* **Problem details**
Output the listing below verbatim.

*** Opening of Record extracts ***

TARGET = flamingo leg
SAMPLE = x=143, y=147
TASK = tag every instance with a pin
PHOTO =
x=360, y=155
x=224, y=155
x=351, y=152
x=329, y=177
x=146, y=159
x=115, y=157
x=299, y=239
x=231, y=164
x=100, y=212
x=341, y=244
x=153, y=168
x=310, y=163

*** Close of Record extracts ***

* **Task solution**
TARGET = flamingo leg
SAMPLE = x=143, y=147
TASK = tag every instance with a pin
PHOTO =
x=360, y=155
x=224, y=155
x=351, y=152
x=329, y=177
x=146, y=159
x=115, y=157
x=299, y=239
x=231, y=164
x=100, y=212
x=341, y=244
x=153, y=168
x=310, y=163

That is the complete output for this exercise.